**Assignment**
In the entries that follow, find each line with the word "below" and copy it.

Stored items

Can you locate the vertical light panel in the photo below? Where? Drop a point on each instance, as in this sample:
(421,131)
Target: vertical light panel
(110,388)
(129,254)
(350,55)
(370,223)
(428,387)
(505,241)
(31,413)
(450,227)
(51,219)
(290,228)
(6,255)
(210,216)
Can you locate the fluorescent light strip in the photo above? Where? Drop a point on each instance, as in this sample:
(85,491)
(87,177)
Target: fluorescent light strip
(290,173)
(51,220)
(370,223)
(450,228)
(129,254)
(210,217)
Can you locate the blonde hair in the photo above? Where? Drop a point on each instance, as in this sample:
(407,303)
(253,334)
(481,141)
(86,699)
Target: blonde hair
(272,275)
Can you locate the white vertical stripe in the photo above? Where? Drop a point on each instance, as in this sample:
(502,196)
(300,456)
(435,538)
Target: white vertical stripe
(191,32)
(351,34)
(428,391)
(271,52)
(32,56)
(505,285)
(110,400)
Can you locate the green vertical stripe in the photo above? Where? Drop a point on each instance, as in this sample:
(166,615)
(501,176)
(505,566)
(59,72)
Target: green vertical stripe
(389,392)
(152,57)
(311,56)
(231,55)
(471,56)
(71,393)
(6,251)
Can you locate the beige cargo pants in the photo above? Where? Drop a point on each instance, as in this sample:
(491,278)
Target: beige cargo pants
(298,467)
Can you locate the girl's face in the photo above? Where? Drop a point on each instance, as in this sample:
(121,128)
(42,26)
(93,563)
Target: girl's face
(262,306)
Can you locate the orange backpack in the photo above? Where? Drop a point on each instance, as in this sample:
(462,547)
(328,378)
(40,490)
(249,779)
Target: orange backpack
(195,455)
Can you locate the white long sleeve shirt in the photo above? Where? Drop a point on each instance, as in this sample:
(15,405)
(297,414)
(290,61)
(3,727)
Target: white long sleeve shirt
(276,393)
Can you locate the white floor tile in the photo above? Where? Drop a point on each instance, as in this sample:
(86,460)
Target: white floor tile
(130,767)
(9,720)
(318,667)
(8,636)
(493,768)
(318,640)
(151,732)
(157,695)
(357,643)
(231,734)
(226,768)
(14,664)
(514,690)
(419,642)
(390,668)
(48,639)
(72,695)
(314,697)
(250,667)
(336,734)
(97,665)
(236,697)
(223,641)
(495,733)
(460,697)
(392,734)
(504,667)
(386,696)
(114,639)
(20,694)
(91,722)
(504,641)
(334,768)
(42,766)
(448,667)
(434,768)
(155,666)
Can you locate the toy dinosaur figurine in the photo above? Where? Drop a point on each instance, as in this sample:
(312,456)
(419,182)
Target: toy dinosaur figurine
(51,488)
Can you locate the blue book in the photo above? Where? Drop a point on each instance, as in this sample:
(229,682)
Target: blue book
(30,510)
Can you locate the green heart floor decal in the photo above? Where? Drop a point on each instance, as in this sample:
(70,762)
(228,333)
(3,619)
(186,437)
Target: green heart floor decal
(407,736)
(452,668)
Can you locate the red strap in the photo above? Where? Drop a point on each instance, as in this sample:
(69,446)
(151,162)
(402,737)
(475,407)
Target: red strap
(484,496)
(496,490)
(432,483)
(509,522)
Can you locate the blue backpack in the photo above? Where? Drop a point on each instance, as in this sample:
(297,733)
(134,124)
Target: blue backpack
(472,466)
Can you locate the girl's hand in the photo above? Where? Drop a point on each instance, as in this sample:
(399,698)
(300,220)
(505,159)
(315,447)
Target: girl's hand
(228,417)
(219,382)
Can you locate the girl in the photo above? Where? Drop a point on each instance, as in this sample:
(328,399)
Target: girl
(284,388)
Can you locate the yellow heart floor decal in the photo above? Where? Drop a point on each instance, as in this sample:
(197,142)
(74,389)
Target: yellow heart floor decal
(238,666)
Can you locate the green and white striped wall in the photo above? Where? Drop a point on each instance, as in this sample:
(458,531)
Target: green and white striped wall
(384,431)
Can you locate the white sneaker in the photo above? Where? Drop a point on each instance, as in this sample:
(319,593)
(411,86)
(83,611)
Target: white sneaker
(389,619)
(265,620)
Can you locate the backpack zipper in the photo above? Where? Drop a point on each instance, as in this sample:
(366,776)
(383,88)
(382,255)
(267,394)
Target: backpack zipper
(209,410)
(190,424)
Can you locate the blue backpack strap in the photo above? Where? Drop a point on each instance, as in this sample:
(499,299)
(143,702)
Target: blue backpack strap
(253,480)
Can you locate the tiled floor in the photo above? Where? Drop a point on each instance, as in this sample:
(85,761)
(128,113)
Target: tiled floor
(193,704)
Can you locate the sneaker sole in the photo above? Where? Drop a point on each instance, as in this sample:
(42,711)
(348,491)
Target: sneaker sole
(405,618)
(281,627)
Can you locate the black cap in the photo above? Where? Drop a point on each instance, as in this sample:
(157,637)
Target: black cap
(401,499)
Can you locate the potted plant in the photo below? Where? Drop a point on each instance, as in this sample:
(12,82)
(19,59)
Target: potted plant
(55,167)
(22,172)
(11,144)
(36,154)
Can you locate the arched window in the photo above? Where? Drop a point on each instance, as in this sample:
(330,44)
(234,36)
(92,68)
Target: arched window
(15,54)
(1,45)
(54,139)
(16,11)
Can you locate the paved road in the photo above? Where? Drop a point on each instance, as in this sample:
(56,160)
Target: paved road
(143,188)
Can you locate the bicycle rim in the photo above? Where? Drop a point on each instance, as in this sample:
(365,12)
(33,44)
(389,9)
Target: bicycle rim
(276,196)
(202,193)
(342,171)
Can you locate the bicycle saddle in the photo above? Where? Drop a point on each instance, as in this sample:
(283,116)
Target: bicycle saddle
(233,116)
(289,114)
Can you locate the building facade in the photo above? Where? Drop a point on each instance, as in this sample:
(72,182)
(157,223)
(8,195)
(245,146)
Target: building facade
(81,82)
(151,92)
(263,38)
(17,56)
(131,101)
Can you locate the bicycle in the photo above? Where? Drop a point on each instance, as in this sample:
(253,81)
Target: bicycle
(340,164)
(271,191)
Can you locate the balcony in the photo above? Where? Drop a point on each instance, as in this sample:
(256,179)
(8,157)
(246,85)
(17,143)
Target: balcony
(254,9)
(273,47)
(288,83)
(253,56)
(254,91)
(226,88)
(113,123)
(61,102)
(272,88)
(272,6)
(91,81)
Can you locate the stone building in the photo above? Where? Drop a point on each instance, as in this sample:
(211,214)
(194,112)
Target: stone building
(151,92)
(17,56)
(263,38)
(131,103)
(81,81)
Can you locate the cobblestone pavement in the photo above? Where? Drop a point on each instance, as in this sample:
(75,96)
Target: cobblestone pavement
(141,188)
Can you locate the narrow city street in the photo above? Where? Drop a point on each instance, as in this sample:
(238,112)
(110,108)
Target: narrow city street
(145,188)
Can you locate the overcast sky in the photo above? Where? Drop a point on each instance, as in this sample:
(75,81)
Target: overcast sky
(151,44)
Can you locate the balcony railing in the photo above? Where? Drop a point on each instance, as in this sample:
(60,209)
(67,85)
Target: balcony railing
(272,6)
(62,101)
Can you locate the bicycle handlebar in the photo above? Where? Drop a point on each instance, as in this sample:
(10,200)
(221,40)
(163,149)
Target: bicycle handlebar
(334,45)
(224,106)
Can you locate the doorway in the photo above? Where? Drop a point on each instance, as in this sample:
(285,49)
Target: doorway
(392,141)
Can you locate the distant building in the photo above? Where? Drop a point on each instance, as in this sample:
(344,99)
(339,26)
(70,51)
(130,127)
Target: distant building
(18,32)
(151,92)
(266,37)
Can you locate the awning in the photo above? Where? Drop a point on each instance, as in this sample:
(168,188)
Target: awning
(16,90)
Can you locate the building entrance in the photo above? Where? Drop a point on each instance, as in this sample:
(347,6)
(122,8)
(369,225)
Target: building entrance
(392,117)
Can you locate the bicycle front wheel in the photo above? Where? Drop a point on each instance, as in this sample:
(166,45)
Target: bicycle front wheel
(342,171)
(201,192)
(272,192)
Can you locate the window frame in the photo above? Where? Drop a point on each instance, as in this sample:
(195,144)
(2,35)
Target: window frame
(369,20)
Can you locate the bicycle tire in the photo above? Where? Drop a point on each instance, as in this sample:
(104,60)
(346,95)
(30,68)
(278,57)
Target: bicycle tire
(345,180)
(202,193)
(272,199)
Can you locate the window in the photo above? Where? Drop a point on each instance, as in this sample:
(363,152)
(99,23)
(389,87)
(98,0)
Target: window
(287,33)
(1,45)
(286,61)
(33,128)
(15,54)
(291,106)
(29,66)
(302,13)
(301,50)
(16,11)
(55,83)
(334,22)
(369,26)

**Written answer**
Can you locate the vertical light panel in the photo below? Where? Drop a point on each instance, as in this sample:
Can you locate the potted plant in the photo below? Where? Drop a point on each instance, as in this sample:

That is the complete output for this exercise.